## EXTRACT
As investors, we are used to rigorously assessing the risks that our portfolio companies face. So why is it that the private equity industry has been slow to address what is now one of the most complex risks that their own organisations are facing - their digital vulnerabilities?

Two years ago, I participated in a private equity oriented cybersecurity panel that addressed just this point. Despite that positive start, it is apparent that the discussion has moved on only slightly. We have seen the wider financial services sector wise up faster, with wholesale and retail banks now spending billions on digital resilience; while law and accountancy firms are no longer the soft targets they once were. Is private equity now the weakest link?

It is an inescapable fact that billions have been lost to cybercrime in the last two years alone. Large-scale destructive attacks have jeopardised multi-billion dollar transactions - with examples including Verizon and Yahoo - and influenced political outcomes, such as the US Democratic National Committee.

The [PE] sector is inevitably exposed to sensitive and highly confidential transactional and shareholder data – all of which is vulnerable to intrusion and leak"  Nazo Moosa, Riyad Taqnia Fund

While Europe has not experienced the same level of cyber drama as the US, we have seen major companies such as Talk Talk, Lloyds, GSK and most recently Siemens targeted, often with calamitous consequences. In the UK, crime data from the Office of National Statistics jumped 30% when digital crime was included in its estimates. The European Parliament has taken note, introducing the game-changing general data protection regulation (GDPR), which will hold companies accountable for not having sufficiently robust security and data protection in place - with sanctions as high as 4% of global sales. This legislation includes strict reporting guidelines following a breach and gives victims the right to compensation.

All this poses particular challenges for private equity. The sector is inevitably exposed to sensitive and highly confidential transactional and shareholder data – all of which is vulnerable to intrusion and leak. Funds face not only their own digital risks but also those of their portfolio companies. Resource is a further issue. All but the very largest alternative asset managers are run with outsourced or minimal back office functions. Most do not have operational boards, a chief operating officer, or for that matter a chief technology office, chief information officer, CISO, chief information security officer or the now frequently appointed chief data officer.

Focus on detail
Unlike public company board members who view themselves as guardians of public shareholder value, private equity investors tend to focus more on active value creation - driving top-line growth and trimming costs - with perhaps less attention paid to more seemingly mundane, administrational processes. However, these processes do protect value and now is the time to act.

## REQUIREMENT
Using the article on private equity and cyber risk, explain in one to three sentences why it says the sector faces particular challenges. You won't need the rows for this.

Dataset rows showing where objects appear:
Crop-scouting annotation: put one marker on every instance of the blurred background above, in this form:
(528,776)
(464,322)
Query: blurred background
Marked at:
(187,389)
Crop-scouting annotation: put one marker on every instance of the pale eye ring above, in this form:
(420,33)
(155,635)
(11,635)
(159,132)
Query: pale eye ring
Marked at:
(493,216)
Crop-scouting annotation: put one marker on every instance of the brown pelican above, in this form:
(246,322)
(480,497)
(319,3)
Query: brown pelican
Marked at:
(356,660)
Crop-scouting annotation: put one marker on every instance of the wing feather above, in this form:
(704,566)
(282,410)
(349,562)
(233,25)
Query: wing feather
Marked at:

## SOLUTION TO THE PROBLEM
Private equity is exposed to sensitive, highly confidential transactional and shareholder data that can be breached and leaked, and funds carry both their own digital risks and those of their portfolio companies. Resources are also short: all but the largest firms run with outsourced or minimal back office functions, and most lack operational boards or senior technology and security officers.